═════ Passage provided ═════
The correct answers are:
- I finished the essay on time; however, my dog literally ate my laptop.
- Though I finished the essay on time, my dog literally ate my laptop.
- I finished the essay on time. My dog literally ate my laptop, though.
However is used with a semicolon (or a period) and a comma to link two independent ideas.
Though can act as a subordinating conjunction at the beginning of the clause (just like "although") AND as an adverb at the end of a sentence.
"Although" cannot be followed immediately by a comma to start a new sentence (that creates a sentence fragment), and "however" cannot be squeezed between two commas to join two full sentences (that creates a comma splice).
Sentence and structures
Sentence and structures vs parts of speech: parts of speech label individual words (noun, verb, adjective). Sentence and structures covers how those words combine into phrases, clauses, and sentences. It's the difference between knowing the bricks and knowing the architecture.
Sentence and structures is the umbrella for syntax: phrases, clauses, sentences, word order, inversion, coordination, negation, indirect speech.
Diagnostic: struggling with individual word forms (-ed, -ing, -s)? → morphology/parts of speech. Struggling with how words fit together in the sentence? → sentence and structures.
═════ Given information ═════
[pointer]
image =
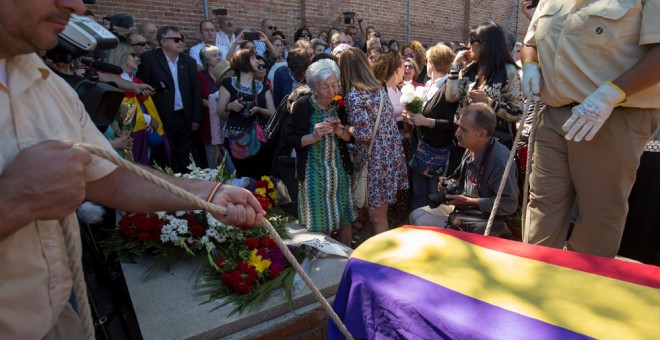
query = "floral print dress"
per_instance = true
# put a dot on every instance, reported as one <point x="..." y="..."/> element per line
<point x="387" y="166"/>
═════
Actions to take:
• 1. Please retype the grammar passage starting at "- I finished the essay on time." and ending at "of a sentence.".
• 2. Write what comes next in the grammar passage, picking up after its final sentence.
The rows are separate from the grammar passage.

Answers below:
• 1.
- I finished the essay on time. My dog literally ate my laptop, though.
However is used with a semicolon (or a period) and a comma to link two independent ideas.
Though can act as a subordinating conjunction at the beginning of the clause (just like "although") AND as an adverb at the end of a sentence.

• 2.
Conjunction
Coordinating vs subordinating conjunction: coordinating (and, but, or) joins two elements of equal rank — clause + clause, noun + noun. Subordinating (because, although, if) makes one clause depend on the other. The test: remove the conjunction. If both halves still feel complete → coordinating. If one half collapses → subordinating.
Conjunctions are connecting words for clauses, phrases, and words. The choice between coordinating and subordinating determines whether you're building a compound or complex sentence.
Diagnostic: does the conjunction create a dependent clause? Yes → subordinating. Does it link equals? → coordinating.
Punctuation
Punctuation vs grammar: grammar governs word forms and order. Punctuation governs how you mark the structure on paper. You can have perfect grammar with wrong punctuation (comma splices in otherwise correct sentences), and you can have correct punctuation with broken grammar. They're parallel systems.
Punctuation = the system of marks that make written sentence structure visible: periods, commas, semicolons, colons, apostrophes, dashes, and quotation marks.
Diagnostic: if your grammar is correct but readers misparse your sentences → punctuation problem. If punctuation is fine but word forms/order are wrong → grammar problem.
Adverb
Adverb vs adjective: adjectives describe things; adverbs describe actions, qualities, or degrees. The mix-up usually happens after action verbs — she sings beautiful (wrong) vs she sings beautifully (right).
An adverb modifies a verb, adjective, or another adverb: incredibly fast, she spoke softly, we go often.
Diagnostic: ask what word is this describing? If it's a verb (an action) → adverb. If it's a noun (a thing) → adjective. Exception: linking verbs (be, seem, taste) take adjectives, not adverbs.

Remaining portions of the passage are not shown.